TASK DETAILS: Copy each of the items below word for word, but leave out the pictures.

DATA FOR THIS EXERCISE:
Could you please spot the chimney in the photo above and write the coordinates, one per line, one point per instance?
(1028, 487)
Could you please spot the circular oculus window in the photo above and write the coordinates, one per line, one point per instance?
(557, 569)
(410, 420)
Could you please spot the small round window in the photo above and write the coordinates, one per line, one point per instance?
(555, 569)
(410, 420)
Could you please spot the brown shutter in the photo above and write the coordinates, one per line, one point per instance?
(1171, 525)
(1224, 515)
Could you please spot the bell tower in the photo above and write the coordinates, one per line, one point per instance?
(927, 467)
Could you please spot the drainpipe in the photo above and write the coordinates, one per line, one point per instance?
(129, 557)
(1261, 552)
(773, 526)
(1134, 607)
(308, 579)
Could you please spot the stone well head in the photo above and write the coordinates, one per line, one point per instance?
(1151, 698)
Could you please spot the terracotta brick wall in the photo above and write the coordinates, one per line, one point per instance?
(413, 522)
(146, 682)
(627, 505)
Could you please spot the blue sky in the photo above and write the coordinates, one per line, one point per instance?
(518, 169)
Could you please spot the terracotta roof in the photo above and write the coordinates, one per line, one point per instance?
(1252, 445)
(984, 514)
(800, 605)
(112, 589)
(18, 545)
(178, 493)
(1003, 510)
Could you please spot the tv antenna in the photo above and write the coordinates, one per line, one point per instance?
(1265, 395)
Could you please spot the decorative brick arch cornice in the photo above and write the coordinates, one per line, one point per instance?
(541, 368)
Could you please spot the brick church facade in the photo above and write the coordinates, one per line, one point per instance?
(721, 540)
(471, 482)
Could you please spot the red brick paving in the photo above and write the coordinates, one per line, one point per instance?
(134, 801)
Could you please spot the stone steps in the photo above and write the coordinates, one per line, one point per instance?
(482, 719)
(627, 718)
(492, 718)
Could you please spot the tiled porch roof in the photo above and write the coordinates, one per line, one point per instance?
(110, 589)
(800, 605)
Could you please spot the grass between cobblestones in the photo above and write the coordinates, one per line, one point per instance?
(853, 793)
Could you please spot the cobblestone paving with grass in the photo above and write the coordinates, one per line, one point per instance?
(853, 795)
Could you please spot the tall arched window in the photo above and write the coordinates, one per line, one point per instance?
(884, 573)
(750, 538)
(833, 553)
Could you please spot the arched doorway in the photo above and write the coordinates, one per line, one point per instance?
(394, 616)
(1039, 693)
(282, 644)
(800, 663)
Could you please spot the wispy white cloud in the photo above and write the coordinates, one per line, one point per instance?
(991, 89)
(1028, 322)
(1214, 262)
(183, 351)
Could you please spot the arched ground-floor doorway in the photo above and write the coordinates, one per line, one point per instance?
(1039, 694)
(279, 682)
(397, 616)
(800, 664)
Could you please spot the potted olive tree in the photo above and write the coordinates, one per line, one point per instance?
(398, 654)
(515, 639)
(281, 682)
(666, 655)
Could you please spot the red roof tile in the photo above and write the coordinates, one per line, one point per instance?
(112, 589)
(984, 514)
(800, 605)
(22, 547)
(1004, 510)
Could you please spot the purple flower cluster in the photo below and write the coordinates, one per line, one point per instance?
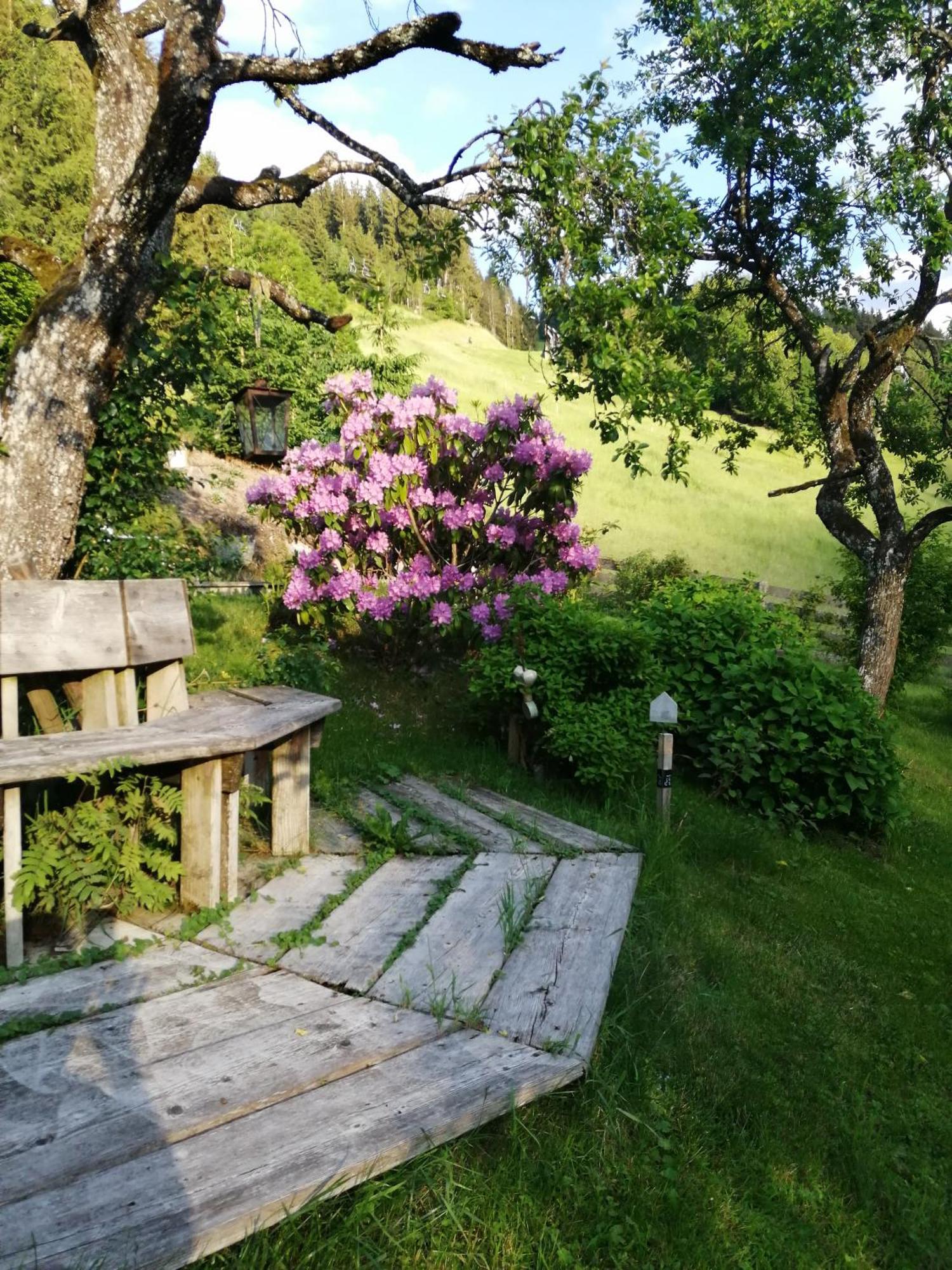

RESULT FOR THIS EXERCISE:
Could you please spot the chimney in the photo above and write the coordinates, one per line, one point per instance?
(1028, 487)
Could you please spot the circular oculus window in the photo above and write the coordinates, one per line, one point per instance?
(557, 569)
(410, 420)
Could you please spot the small round window in the photo above and write the coordinates, one per line, one point per instance?
(555, 569)
(410, 420)
Could you please spot the brown shutter in the photo above and write the coordinates, one per line, one point per instance?
(1171, 525)
(1224, 515)
Could you please spot the bell tower in the photo above and write the coordinates, one per line, one point per instance?
(927, 467)
Could you please spot the drainpipe in the photo above and write the coordinates, one per line, one point per instance?
(129, 557)
(1261, 552)
(773, 526)
(1134, 607)
(308, 579)
Could you please spot the stone well head in the photo above and write the coordinates, one per line, one point per instance?
(1151, 698)
Could you please spot the terracotta brick wall in the photo above and write the coordinates, one per line, one point per instance?
(413, 522)
(146, 682)
(627, 505)
Could you please spot the blue sky in the photo above and write the coordinates, one per line, one point per instance?
(518, 169)
Could you please spot the terracotta roof in the photo above and write the coordinates, one per line, one point per instance?
(1252, 445)
(984, 514)
(800, 605)
(112, 589)
(18, 545)
(178, 493)
(1003, 510)
Could you please spot the tv antenna in the photo above and write the coordinates, one per line, one point per instance?
(1265, 395)
Could you please spot the decorative brick arch cornice in the photo above and write the coordinates, one per line, one point per instance?
(541, 368)
Could you please spot the brick church facade in the photo above and write the coordinates, one per line, one point per instance?
(721, 540)
(471, 482)
Could you please spot the red brick paving in the photo above and write the coordinates, one per line, one point per instance?
(134, 801)
Could you please spot the stone steps in the photo above and write the coordinates, one per line, one point per instance?
(482, 719)
(627, 718)
(492, 718)
Could you please spot the tiled porch roof in the photo above and write the coordinates, one per line, one point per instance?
(110, 589)
(800, 605)
Could you please spot the grass between cobblestones in the photo above and write the coordinates, one per line, one point per instance?
(853, 793)
Could you please spot the cobblestone paving with grass in the photo above and write the coordinates, one per line, one point per instance?
(853, 795)
Could you please spot the tall arched window in the photo above and write the coordinates, one per line, one point per instance?
(884, 573)
(750, 538)
(833, 553)
Could you please spot the arched doorway in the photo above and write the coordinates, one per line, one point per instance?
(394, 616)
(1039, 693)
(282, 644)
(800, 663)
Could you please spot the wispy white cloud in the photo above and write the coordinates, one per line, one point per instance?
(991, 89)
(1028, 322)
(1214, 262)
(183, 351)
Could you please spot the arched ground-floor doorway in the photo above and write the coordinates, one per line, one point per instance?
(1039, 694)
(279, 682)
(397, 616)
(800, 664)
Could you please spot the potted olive tree in the photo above and write the coordinates, one per line, one point per instance?
(398, 654)
(515, 639)
(281, 682)
(666, 655)
Could you please spot the red roof tile in the photo above and write the coordinates, one per line, one point per instance?
(112, 589)
(984, 514)
(800, 605)
(22, 547)
(1004, 510)
Could you please spot the purple flower cluster in the photo below and write the coordinates, one per line, one point per instance?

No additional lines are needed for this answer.